Directions for this task: Count the lines in the rows below that contain the string "ceiling", matching case exactly. Output only the number.

━━ The data ━━

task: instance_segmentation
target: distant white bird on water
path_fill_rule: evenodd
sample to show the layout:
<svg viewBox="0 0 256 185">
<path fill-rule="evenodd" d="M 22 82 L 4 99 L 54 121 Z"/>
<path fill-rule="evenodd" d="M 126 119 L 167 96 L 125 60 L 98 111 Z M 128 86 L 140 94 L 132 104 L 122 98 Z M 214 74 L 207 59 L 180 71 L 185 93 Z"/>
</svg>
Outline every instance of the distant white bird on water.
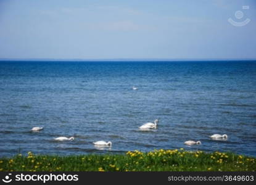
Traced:
<svg viewBox="0 0 256 185">
<path fill-rule="evenodd" d="M 155 120 L 154 123 L 147 123 L 145 124 L 143 124 L 139 128 L 140 129 L 148 129 L 148 128 L 157 128 L 158 123 L 158 120 Z"/>
<path fill-rule="evenodd" d="M 59 137 L 54 138 L 55 141 L 72 141 L 74 140 L 74 137 L 70 137 L 70 138 L 67 138 L 67 137 Z"/>
<path fill-rule="evenodd" d="M 39 131 L 39 130 L 41 130 L 43 129 L 43 127 L 35 126 L 35 127 L 32 128 L 31 131 L 36 132 L 36 131 Z"/>
<path fill-rule="evenodd" d="M 104 141 L 99 141 L 97 142 L 94 142 L 93 144 L 96 146 L 109 146 L 111 147 L 112 145 L 112 143 L 111 141 L 105 142 Z"/>
<path fill-rule="evenodd" d="M 212 139 L 228 139 L 228 135 L 227 134 L 221 135 L 221 134 L 215 134 L 210 136 L 210 138 Z"/>
<path fill-rule="evenodd" d="M 184 144 L 186 145 L 194 145 L 194 144 L 201 144 L 201 142 L 200 141 L 187 141 L 184 142 Z"/>
</svg>

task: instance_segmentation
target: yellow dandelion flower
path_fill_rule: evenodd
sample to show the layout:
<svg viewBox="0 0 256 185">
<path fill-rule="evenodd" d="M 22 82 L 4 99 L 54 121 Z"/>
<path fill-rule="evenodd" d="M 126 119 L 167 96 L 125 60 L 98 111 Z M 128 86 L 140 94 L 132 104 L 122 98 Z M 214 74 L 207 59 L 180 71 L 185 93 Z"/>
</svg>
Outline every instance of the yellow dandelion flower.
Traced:
<svg viewBox="0 0 256 185">
<path fill-rule="evenodd" d="M 105 171 L 105 170 L 102 168 L 99 168 L 99 171 Z"/>
</svg>

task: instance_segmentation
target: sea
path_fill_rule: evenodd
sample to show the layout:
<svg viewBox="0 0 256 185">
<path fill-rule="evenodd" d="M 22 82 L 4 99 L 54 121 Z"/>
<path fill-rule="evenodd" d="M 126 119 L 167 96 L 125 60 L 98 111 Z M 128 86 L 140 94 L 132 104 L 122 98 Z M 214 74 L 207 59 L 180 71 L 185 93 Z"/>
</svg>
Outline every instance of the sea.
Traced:
<svg viewBox="0 0 256 185">
<path fill-rule="evenodd" d="M 0 62 L 0 157 L 180 148 L 256 156 L 256 61 Z"/>
</svg>

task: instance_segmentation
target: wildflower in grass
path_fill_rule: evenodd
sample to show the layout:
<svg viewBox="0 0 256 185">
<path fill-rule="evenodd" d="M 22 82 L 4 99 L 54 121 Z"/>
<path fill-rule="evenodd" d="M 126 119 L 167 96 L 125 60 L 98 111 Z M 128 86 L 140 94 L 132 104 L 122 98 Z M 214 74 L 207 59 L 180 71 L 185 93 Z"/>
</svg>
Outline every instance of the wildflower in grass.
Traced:
<svg viewBox="0 0 256 185">
<path fill-rule="evenodd" d="M 105 171 L 105 170 L 101 167 L 99 168 L 98 171 Z"/>
</svg>

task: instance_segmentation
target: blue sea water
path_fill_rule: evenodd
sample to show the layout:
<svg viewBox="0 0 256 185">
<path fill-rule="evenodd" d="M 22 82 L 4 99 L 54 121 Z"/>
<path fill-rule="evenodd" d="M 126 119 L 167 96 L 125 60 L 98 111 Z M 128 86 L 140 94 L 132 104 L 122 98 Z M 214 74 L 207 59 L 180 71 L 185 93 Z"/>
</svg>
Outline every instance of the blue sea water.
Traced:
<svg viewBox="0 0 256 185">
<path fill-rule="evenodd" d="M 1 157 L 181 147 L 256 156 L 255 62 L 0 62 Z"/>
</svg>

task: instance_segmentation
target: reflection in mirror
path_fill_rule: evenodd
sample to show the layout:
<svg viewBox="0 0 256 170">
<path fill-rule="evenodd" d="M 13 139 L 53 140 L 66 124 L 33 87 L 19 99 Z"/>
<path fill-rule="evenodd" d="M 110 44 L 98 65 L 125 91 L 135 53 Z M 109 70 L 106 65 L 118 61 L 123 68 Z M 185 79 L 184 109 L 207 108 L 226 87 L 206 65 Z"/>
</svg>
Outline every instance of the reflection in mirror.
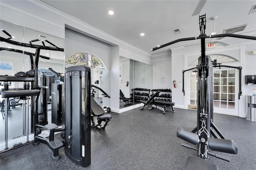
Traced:
<svg viewBox="0 0 256 170">
<path fill-rule="evenodd" d="M 152 66 L 122 57 L 120 63 L 120 109 L 147 100 L 152 89 Z"/>
<path fill-rule="evenodd" d="M 45 45 L 47 47 L 52 47 L 52 44 L 60 48 L 64 47 L 64 40 L 58 37 L 56 37 L 48 34 L 38 32 L 30 29 L 25 28 L 9 23 L 5 21 L 0 20 L 0 27 L 1 29 L 0 31 L 0 36 L 4 39 L 9 39 L 12 41 L 30 44 L 30 41 L 36 39 L 40 39 L 34 42 L 31 42 L 32 45 L 43 45 L 43 41 L 45 43 Z M 10 37 L 6 32 L 11 35 Z M 51 42 L 52 44 L 47 43 L 45 40 Z M 22 46 L 15 45 L 3 42 L 0 43 L 1 51 L 0 51 L 0 75 L 8 75 L 8 76 L 14 76 L 17 73 L 20 71 L 26 72 L 32 69 L 30 57 L 29 54 L 26 52 L 35 54 L 36 49 L 32 48 L 26 47 Z M 16 52 L 14 52 L 15 51 Z M 64 70 L 64 55 L 63 52 L 57 51 L 50 51 L 49 50 L 42 50 L 40 52 L 40 56 L 44 56 L 50 57 L 50 59 L 46 59 L 40 58 L 38 63 L 38 68 L 52 67 L 58 72 L 63 73 Z M 8 65 L 8 67 L 7 67 Z M 3 82 L 1 81 L 1 85 Z M 24 83 L 23 82 L 12 81 L 8 86 L 9 89 L 21 89 L 24 88 Z M 30 87 L 31 87 L 31 83 L 30 83 Z M 3 86 L 1 86 L 3 88 Z M 50 95 L 50 93 L 49 93 Z M 5 143 L 5 120 L 4 119 L 4 116 L 8 116 L 8 147 L 12 148 L 13 144 L 22 142 L 26 143 L 26 139 L 24 137 L 28 134 L 30 134 L 34 129 L 31 129 L 31 127 L 34 127 L 31 120 L 31 113 L 30 111 L 30 104 L 28 102 L 28 100 L 24 101 L 20 99 L 10 98 L 9 103 L 10 110 L 7 115 L 4 113 L 0 115 L 0 151 L 4 150 L 5 146 L 2 144 Z M 0 97 L 1 104 L 4 102 L 4 99 Z M 30 103 L 31 100 L 30 100 Z M 48 105 L 50 105 L 49 104 Z M 23 107 L 24 106 L 24 107 Z M 26 113 L 24 114 L 23 109 L 26 106 Z M 48 117 L 50 118 L 48 123 L 50 123 L 51 112 L 50 107 L 48 107 Z M 4 111 L 5 108 L 2 108 L 2 111 Z M 28 110 L 29 110 L 28 114 Z M 3 113 L 3 112 L 2 112 Z M 26 129 L 27 125 L 28 125 L 28 130 Z M 30 139 L 30 136 L 32 138 Z M 30 140 L 33 140 L 34 135 L 29 135 Z M 13 143 L 15 138 L 15 143 Z"/>
<path fill-rule="evenodd" d="M 91 67 L 91 83 L 97 86 L 109 95 L 108 90 L 110 84 L 109 78 L 107 79 L 106 66 L 101 60 L 94 54 L 87 52 L 80 52 L 73 54 L 66 61 L 66 67 L 72 65 L 84 65 Z M 102 93 L 98 89 L 92 87 L 91 96 L 97 103 L 102 107 L 109 107 L 103 99 Z"/>
</svg>

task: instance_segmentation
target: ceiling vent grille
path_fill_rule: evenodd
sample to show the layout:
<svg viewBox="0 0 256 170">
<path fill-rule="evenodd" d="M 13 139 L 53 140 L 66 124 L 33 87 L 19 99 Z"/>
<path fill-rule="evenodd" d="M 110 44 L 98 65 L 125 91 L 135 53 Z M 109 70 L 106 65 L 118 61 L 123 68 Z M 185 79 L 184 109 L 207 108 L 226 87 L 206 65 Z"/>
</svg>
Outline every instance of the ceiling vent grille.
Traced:
<svg viewBox="0 0 256 170">
<path fill-rule="evenodd" d="M 175 33 L 175 34 L 181 34 L 181 32 L 178 28 L 173 30 L 173 31 L 174 33 Z"/>
<path fill-rule="evenodd" d="M 230 33 L 230 32 L 232 32 L 231 34 L 233 34 L 235 32 L 244 31 L 244 30 L 245 30 L 245 28 L 246 28 L 248 25 L 248 24 L 242 25 L 241 26 L 237 26 L 236 27 L 232 27 L 232 28 L 229 28 L 226 30 L 224 30 L 223 34 L 229 34 Z"/>
<path fill-rule="evenodd" d="M 250 12 L 249 12 L 249 14 L 248 14 L 255 13 L 255 12 L 256 12 L 256 5 L 253 5 L 252 6 L 252 8 L 251 9 L 251 10 L 250 10 Z"/>
</svg>

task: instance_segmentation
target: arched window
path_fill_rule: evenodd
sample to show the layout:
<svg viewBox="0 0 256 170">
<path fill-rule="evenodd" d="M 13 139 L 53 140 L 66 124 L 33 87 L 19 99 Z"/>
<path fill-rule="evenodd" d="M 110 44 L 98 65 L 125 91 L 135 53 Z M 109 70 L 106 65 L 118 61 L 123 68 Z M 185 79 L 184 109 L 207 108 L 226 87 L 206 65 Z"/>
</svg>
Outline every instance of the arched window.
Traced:
<svg viewBox="0 0 256 170">
<path fill-rule="evenodd" d="M 65 63 L 70 65 L 84 65 L 93 68 L 106 69 L 99 58 L 86 52 L 80 52 L 73 54 L 67 59 Z"/>
</svg>

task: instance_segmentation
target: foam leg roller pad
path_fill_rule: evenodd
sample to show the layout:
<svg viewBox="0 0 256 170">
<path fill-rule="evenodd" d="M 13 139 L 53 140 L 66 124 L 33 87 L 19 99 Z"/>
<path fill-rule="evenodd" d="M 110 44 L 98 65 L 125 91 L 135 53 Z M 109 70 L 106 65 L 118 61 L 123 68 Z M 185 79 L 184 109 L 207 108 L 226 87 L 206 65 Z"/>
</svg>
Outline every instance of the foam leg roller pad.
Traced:
<svg viewBox="0 0 256 170">
<path fill-rule="evenodd" d="M 197 134 L 181 127 L 177 131 L 177 137 L 193 144 L 196 144 L 199 142 L 199 138 Z"/>
<path fill-rule="evenodd" d="M 16 74 L 15 74 L 15 75 L 16 76 L 20 76 L 20 77 L 26 77 L 27 76 L 25 73 L 22 71 L 18 72 Z"/>
<path fill-rule="evenodd" d="M 238 153 L 237 147 L 233 140 L 209 138 L 208 142 L 209 148 L 212 150 L 232 154 Z"/>
<path fill-rule="evenodd" d="M 27 76 L 31 77 L 35 77 L 35 70 L 30 70 L 30 71 L 27 71 L 26 73 Z"/>
</svg>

━━━

Written reply: 2